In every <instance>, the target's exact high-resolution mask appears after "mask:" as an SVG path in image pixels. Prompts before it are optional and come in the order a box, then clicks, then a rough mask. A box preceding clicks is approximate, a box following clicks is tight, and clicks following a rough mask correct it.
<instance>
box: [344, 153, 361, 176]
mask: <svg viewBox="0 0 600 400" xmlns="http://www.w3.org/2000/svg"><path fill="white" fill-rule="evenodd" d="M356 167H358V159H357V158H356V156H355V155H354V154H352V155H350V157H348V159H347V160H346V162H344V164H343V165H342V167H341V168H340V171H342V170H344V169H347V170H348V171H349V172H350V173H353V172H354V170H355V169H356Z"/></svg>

...

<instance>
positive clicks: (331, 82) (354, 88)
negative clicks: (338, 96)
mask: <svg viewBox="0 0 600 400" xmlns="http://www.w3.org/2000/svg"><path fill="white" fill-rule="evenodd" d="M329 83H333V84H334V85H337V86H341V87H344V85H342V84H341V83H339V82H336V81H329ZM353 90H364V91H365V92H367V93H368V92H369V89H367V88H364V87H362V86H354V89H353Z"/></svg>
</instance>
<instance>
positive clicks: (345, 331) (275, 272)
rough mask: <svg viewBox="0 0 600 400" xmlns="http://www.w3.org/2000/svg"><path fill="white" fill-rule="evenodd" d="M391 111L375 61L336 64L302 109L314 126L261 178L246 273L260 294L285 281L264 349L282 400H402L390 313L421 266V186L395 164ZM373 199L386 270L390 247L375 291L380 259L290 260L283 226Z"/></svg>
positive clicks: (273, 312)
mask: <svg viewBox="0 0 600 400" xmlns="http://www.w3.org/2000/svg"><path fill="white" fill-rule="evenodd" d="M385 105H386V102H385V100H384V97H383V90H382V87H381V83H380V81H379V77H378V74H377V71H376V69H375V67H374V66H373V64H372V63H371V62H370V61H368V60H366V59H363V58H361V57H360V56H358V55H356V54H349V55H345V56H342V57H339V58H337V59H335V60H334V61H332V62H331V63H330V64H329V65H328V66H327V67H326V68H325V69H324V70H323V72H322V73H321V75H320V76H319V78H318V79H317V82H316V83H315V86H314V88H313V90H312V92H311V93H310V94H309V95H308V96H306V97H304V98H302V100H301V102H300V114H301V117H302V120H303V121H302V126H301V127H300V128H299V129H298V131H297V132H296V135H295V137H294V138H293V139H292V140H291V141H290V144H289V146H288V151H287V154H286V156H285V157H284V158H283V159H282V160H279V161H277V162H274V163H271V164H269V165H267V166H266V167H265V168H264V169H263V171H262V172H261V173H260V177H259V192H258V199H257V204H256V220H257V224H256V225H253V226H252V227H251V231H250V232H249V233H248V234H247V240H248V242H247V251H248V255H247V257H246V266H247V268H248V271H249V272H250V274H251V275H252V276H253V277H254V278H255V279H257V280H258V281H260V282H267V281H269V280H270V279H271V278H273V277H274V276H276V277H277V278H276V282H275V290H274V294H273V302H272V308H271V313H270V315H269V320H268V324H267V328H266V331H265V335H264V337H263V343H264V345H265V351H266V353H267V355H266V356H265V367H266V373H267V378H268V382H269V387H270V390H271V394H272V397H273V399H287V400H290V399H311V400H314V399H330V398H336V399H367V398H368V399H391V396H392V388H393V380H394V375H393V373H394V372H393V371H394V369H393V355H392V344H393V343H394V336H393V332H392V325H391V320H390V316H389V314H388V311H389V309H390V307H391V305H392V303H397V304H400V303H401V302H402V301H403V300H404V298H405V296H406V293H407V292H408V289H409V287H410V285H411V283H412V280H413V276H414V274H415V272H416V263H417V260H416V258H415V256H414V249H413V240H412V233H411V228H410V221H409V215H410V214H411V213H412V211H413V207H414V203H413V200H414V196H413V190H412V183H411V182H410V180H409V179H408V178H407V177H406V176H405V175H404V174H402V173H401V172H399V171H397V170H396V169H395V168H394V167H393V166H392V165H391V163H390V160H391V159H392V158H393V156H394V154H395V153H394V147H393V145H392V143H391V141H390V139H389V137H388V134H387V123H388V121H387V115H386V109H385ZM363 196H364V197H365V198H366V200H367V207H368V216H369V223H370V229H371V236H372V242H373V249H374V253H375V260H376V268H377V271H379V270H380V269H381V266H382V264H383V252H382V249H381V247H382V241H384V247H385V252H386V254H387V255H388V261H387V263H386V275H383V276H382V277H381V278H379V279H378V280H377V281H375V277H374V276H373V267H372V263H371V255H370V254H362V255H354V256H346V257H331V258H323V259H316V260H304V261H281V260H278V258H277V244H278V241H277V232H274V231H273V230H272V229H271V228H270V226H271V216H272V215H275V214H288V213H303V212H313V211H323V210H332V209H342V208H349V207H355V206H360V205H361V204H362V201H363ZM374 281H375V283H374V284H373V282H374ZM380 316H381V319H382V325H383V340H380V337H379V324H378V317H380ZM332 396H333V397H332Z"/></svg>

TO DO ::
Extract the rows from the line with "</instance>" up to and including the line with "positive clicks: (345, 331) (275, 272)", and reproduce them character for character.

TASK SOLUTION ::
</instance>
<instance>
positive clicks: (345, 331) (275, 272)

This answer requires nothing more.